• [EXCERPT TO READ]
════════

The Absent Epic
China and the politics of narrative
By Haun Saussy
An epic, as everybody knows, is a long tale, usually in chanted verse, telling of heroes and gods who establish the world order—most often by fighting a war, sometimes by undertaking a perilous journey, sometimes both. Both Giambattista Vico and G.W.F. Hegel maintained that epic enables nations to discover their freedom to act in the world, their collective identity, and the limits of their power. Epic founds the “we.” The Greeks knew themselves not only as the descendants of the heroes of the Iliad, but also as the people who continually listen to the Iliad. History, in the dual sense of the events of the past and of their perpetuation in memory, is often said to begin with the epic. It strikes us as natural that the earliest documents of many cultures—Gilgamesh, Mahābhārata, Beowulf, Prince Igor, The Nibelungenlied, and so on—are epics. Periods of imperial expansion, discovery and conquest, likewise prompt the composition of epics (The Aeneid, The Lusiads, Paradise Lost).

════════

Location labeling records:
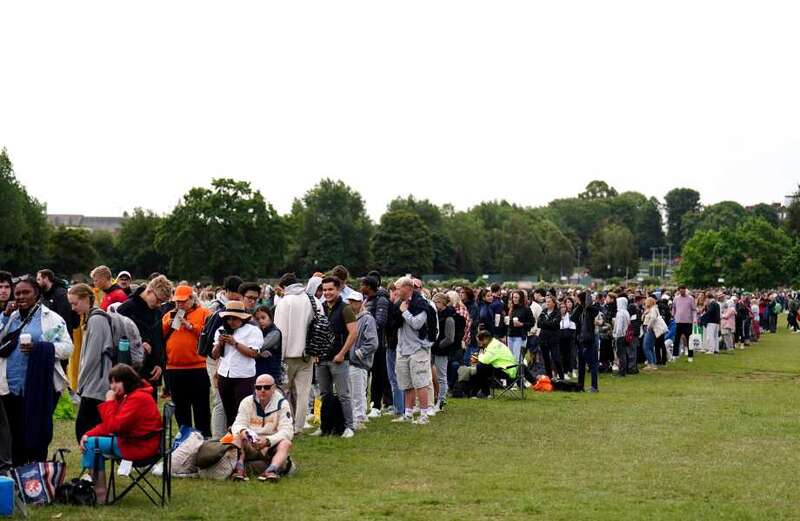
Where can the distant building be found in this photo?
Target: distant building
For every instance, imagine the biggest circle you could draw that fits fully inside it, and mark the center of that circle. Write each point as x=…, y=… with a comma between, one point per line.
x=93, y=224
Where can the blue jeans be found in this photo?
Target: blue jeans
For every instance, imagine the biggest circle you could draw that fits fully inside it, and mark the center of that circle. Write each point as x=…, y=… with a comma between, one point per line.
x=649, y=347
x=106, y=445
x=398, y=399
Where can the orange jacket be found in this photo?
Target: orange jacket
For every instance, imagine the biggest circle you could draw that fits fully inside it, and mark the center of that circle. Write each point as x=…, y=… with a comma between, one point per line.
x=182, y=343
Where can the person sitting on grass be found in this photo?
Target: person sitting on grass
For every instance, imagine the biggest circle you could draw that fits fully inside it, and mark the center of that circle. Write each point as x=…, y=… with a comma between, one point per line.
x=495, y=359
x=263, y=431
x=129, y=428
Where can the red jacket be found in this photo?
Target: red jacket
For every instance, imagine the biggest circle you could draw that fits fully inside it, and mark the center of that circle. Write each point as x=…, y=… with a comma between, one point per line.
x=135, y=421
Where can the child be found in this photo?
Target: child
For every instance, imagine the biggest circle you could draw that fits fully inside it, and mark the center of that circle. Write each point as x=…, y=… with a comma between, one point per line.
x=269, y=360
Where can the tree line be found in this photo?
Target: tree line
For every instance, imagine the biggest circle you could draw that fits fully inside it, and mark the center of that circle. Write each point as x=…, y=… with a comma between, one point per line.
x=229, y=227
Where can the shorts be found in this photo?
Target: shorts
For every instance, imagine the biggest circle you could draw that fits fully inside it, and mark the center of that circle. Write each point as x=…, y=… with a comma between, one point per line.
x=413, y=371
x=252, y=454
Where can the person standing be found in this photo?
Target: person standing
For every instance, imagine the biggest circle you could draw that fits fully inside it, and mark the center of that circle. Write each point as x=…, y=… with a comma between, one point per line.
x=95, y=364
x=186, y=370
x=293, y=314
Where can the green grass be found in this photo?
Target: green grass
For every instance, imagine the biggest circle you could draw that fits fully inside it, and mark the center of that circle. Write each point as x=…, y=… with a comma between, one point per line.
x=718, y=439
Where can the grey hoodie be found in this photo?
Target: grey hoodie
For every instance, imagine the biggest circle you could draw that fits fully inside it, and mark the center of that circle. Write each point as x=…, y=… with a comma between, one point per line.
x=623, y=318
x=366, y=343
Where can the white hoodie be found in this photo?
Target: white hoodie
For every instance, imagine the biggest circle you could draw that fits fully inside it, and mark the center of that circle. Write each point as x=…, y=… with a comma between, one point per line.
x=292, y=316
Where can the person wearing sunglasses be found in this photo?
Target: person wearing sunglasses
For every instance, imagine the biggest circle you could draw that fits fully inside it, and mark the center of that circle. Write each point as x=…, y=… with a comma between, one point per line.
x=263, y=432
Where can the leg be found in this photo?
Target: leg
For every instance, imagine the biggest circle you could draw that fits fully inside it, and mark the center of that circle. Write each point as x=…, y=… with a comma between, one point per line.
x=218, y=412
x=441, y=363
x=341, y=379
x=88, y=417
x=198, y=388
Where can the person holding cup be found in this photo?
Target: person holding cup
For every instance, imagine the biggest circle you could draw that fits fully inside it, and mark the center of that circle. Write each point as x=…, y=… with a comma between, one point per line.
x=519, y=322
x=33, y=341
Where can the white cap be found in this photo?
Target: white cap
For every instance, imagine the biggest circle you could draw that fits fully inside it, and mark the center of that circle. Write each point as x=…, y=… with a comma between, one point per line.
x=355, y=295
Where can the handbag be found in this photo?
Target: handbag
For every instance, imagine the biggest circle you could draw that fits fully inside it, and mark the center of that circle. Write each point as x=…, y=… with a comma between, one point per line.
x=9, y=342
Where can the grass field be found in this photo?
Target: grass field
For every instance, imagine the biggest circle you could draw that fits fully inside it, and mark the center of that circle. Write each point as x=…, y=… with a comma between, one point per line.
x=716, y=439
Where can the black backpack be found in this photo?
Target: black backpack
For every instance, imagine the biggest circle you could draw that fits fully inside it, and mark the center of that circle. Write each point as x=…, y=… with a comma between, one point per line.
x=319, y=337
x=331, y=416
x=206, y=341
x=78, y=492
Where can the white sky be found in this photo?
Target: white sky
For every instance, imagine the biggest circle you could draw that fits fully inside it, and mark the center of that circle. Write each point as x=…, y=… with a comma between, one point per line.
x=456, y=101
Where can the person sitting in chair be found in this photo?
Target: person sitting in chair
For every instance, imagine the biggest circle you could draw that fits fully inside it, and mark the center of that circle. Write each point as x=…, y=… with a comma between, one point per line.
x=129, y=428
x=263, y=431
x=495, y=359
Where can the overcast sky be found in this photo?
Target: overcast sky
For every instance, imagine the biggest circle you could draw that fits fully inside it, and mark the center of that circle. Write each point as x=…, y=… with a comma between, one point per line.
x=105, y=106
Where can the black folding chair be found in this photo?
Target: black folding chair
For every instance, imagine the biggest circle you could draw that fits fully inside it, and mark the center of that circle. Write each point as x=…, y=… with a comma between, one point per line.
x=504, y=386
x=142, y=469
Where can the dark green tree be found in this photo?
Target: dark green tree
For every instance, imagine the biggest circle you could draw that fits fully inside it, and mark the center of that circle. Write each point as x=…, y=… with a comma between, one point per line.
x=402, y=244
x=767, y=212
x=23, y=243
x=330, y=226
x=137, y=244
x=228, y=228
x=70, y=252
x=679, y=201
x=612, y=251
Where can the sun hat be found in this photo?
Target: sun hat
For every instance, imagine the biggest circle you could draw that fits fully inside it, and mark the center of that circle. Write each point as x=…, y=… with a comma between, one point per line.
x=182, y=293
x=234, y=308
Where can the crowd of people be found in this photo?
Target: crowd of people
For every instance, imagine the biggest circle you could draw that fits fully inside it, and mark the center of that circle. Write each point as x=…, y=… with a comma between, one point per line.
x=248, y=361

════════

• [PROBLEM TO SOLVE]
Answer these questions from the passage on epic, one per line:
1. According to Vico and Hegel, what three things does epic enable nations to discover?
2. Besides being descendants of the heroes of the Iliad, how did the Greeks know themselves?
3. Which three works are named as epics prompted by periods of imperial expansion, discovery and conquest?
This material has no connection to the passage on epic.

• [RESPONSE BELOW]
1. Their freedom to act in the world, their collective identity, and the limits of their power.
2. As the people who continually listen to the Iliad.
3. The Aeneid, The Lusiads and Paradise Lost.